Economists: Stability key to attracting investment in Lebanon

At a banking forum, economic leaders called for greater public-private cooperation and pushed for political stability in the country.

al-monitor Riad Salameh, the governor of Lebanon's Central Bank, speaks during ACI Lebanon's Golden Jubilee Grand Celebration, Beirut, Sept. 1, 2014. Photo by REUTERS/Mohamed Azakir.

Topics covered

recession, lebanon government, lebanon crisis, lebanese economy, economic recovery, economic stagnation

Apr 7, 2015

Amid the current situation in Lebanon and the region, talks about development are urgent and necessary. This is particularly true with unemployment rates reaching 25%, and the successive crises that have befallen the private sector. As a result, collective shutdowns and layoffs have been rampant, requiring comprehensive development policies.

For this reason, the Union of Arab Banks (UAB), in cooperation with Banque du Liban, the Lebanese Ministry of Economy and Commerce and the Investment Development Authority of Lebanon (IDAL), held the Lebanese Banking Economic Forum: Strategic Orientation for Economic and Social Development. The speeches delivered during this forum stressed on the importance of cooperation between the private and public sector, as well as political stability.

In this context, Wissam Fattouh, the Union of Arab Banks' secretary-general, spoke to As-Safir about the "importance of providing security stability in Arab countries, and Lebanon in particular, as a stepping-stone for real development." Fattouh noted that security constituted the main factor for any economic or financial activity: Every investor has to be reassured about the security situation before investing money and energy in projects. He added, "Lebanon is capable of attracting investments and the banking sector is capable of funding projects. However, the funding cannot take place within a risky investment environment."

Tasks to carry out.
1) Reproduce the passage of the article on investment in Lebanon that runs from "For this reason, the" up to and including "as political stability.".
2) Answer these questions using the article on investment in Lebanon:
(a) What unemployment rate does the article report?
(b) Who is the secretary-general of the Union of Arab Banks?
(c) Whose governor is Riad Salameh?

Position annotation records.
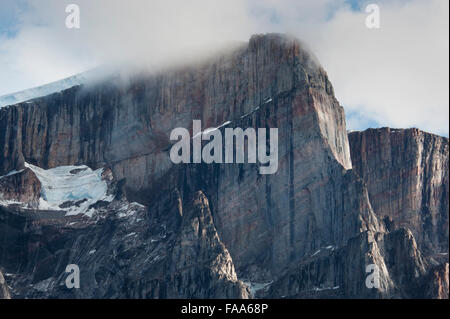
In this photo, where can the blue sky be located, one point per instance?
(395, 76)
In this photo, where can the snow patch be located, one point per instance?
(14, 172)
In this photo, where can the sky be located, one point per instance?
(396, 75)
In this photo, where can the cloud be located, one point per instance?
(395, 76)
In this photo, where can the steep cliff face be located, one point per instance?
(199, 230)
(406, 173)
(4, 291)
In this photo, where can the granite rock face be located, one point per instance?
(406, 173)
(209, 230)
(4, 291)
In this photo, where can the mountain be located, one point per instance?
(87, 179)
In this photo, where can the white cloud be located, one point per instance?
(396, 75)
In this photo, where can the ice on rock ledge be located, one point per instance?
(79, 186)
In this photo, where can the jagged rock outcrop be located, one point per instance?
(202, 230)
(4, 291)
(406, 173)
(121, 252)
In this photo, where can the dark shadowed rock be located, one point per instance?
(308, 231)
(406, 173)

Response list.
1)
For this reason, the Union of Arab Banks (UAB), in cooperation with Banque du Liban, the Lebanese Ministry of Economy and Commerce and the Investment Development Authority of Lebanon (IDAL), held the Lebanese Banking Economic Forum: Strategic Orientation for Economic and Social Development. The speeches delivered during this forum stressed on the importance of cooperation between the private and public sector, as well as political stability.

2)
(a) 25%
(b) Wissam Fattouh
(c) Lebanon's Central Bank